*The task*. Extract all of the entries and give them again, word for word.

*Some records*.
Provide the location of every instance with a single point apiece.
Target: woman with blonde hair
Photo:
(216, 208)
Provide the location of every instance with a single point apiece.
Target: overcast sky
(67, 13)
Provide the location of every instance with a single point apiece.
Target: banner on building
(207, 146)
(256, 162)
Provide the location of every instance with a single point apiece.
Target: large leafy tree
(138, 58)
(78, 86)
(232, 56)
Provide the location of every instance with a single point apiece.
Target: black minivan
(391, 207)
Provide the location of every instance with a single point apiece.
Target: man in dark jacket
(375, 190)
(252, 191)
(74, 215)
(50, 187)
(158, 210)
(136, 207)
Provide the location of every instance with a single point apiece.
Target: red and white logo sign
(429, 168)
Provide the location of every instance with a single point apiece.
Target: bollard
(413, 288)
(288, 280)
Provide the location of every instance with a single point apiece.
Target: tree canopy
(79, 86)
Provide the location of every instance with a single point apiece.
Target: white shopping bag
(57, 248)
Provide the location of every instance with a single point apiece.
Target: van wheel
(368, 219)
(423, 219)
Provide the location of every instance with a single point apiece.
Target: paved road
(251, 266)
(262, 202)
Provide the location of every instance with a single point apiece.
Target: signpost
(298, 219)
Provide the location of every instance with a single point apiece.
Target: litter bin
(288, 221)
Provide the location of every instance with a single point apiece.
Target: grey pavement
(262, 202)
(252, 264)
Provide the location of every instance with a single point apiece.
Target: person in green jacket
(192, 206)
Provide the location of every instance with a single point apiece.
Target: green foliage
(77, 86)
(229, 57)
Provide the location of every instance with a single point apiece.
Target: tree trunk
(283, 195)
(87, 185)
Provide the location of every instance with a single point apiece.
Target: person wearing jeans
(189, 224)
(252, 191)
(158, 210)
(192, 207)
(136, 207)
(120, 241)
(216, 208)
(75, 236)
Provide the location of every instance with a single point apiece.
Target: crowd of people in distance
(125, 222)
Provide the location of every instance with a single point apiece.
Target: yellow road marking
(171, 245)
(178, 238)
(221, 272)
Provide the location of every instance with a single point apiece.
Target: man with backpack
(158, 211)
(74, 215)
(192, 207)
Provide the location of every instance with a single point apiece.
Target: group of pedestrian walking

*Answer below*.
Provide the location of every instance with a single point apiece.
Target: woman with blonde hair
Photo:
(216, 208)
Provide the location of every instance with a single point apiece.
Target: overcast sky
(67, 13)
Provide the location of every instance with a single point apiece.
Target: banner on building
(207, 146)
(256, 162)
Provide the location of every instance with a single point apiece.
Target: large leafy tree
(138, 58)
(78, 86)
(232, 56)
Provide the location of every instance with a single point apiece.
Target: black minivan
(391, 207)
Provide the location of every instance with a single point apiece.
Target: man in dark jacket
(375, 190)
(252, 191)
(74, 215)
(50, 187)
(158, 210)
(136, 207)
Provide the location of every instance with a single point apiece.
Target: red and white logo sign
(429, 168)
Provide the location of every instance with a single point apiece.
Target: bollard
(413, 288)
(288, 280)
Provide the location of every instance with a single point apiece.
Target: tree canopy
(79, 86)
Provide the location of every instance with a single point apiece.
Target: white shopping bag
(57, 248)
Provide the location of every instance with a single point apiece.
Target: van wheel
(368, 219)
(423, 219)
Provide the location of every instance with a single point apiece.
Target: paved road
(251, 266)
(262, 202)
Provide the location of every instance with a single point apiece.
Target: signpost
(298, 219)
Provide the location of every instance with a single point apiece.
Target: litter bin
(288, 221)
Provide the location of every instance with a single point apiece.
Target: grey pavement
(262, 202)
(252, 264)
Provide the location of every instance with a single point apiece.
Target: person in green jacket
(192, 206)
Provide the location of every instance with a single point apiece.
Target: green foliage
(77, 86)
(229, 57)
Provide the location of every instance with a single point apiece.
Target: tree trunk
(283, 195)
(87, 185)
Provide the location of every instance with a single point apiece.
Target: person wearing jeans
(189, 224)
(252, 191)
(158, 210)
(192, 207)
(136, 207)
(120, 241)
(216, 208)
(75, 236)
Provide the location of every instance with a single point apiece.
Target: crowd of people in distance
(125, 222)
Provide the location of every instance with a single point apiece.
Target: yellow road marking
(171, 245)
(178, 238)
(221, 272)
Provide the location of every instance with a single point apiece.
Target: man with backpack
(158, 211)
(74, 215)
(192, 207)
Provide the location of every instance with a single point apiece.
Target: group of pedestrian walking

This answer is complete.